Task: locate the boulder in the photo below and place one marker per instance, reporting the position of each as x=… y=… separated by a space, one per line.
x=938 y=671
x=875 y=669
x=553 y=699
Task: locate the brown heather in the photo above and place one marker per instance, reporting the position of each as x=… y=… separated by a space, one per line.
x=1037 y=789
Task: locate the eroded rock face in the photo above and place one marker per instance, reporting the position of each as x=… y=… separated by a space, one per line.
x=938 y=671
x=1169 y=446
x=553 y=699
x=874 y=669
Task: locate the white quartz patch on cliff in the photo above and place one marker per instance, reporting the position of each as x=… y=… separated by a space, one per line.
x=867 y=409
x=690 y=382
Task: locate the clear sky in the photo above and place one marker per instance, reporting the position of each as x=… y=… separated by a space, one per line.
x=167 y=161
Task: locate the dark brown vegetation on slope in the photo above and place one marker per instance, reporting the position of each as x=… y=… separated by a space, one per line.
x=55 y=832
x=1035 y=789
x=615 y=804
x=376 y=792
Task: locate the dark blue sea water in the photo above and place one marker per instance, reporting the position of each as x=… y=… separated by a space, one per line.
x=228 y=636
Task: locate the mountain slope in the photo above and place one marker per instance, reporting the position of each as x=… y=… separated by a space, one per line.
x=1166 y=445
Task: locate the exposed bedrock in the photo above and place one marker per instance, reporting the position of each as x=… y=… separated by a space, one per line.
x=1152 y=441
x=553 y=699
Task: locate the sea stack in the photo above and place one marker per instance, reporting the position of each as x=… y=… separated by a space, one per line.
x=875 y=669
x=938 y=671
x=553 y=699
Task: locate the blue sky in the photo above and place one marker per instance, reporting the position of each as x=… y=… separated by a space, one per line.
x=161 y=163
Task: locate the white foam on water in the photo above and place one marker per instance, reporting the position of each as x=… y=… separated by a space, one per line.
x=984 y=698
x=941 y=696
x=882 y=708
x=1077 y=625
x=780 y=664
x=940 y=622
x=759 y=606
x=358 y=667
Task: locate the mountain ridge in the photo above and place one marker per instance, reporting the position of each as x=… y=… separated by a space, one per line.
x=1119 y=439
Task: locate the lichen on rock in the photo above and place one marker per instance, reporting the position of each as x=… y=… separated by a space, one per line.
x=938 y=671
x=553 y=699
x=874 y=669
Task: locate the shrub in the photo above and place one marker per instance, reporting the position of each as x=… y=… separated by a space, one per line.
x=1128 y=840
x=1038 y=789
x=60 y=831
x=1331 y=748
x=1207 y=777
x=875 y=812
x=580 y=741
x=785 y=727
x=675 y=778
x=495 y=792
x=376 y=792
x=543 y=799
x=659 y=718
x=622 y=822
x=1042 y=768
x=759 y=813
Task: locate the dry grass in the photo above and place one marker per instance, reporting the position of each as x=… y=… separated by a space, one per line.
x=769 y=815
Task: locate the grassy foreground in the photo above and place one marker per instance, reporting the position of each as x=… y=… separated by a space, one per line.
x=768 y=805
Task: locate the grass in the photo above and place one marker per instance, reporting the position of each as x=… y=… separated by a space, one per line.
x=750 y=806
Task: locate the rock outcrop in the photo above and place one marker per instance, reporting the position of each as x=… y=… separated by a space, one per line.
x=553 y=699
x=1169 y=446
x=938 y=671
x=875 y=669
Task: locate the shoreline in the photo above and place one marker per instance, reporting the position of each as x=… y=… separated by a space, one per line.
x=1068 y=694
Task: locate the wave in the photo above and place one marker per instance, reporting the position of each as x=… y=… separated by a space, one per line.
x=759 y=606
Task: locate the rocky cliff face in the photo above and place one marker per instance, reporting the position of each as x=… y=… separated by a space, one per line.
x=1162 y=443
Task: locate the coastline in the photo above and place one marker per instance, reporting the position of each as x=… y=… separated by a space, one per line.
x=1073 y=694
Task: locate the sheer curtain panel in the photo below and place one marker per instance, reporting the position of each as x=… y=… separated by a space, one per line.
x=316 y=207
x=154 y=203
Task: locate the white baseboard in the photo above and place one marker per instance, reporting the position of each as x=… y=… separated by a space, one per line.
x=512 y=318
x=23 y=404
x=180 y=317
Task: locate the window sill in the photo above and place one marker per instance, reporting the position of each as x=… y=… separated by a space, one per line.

----

Instruction | Rewrite the records from the line holding "Task: locate the coastline" through their end, both included. Replace "white baseboard" with "wooden baseboard" and keep every other part the same.

Complete response |
Task: locate the coastline in the photo above and place one marker per instance, reporting the position of each as x=… y=… separated by a space, one per line.
x=1073 y=694
Task: locate the sheer curtain panel in the photo below and place one marker per instance, reporting the position of each as x=… y=… separated by a space, one per line.
x=316 y=207
x=154 y=203
Task: locate the wooden baseboard in the photo above and place one marker per instance, reporting the position of each as x=… y=… separated by a space, one per line.
x=512 y=318
x=23 y=404
x=180 y=317
Task: locate the window sill in the photo above and place one marker per instance, reporting the position of each as x=… y=… separated by a space, one per line.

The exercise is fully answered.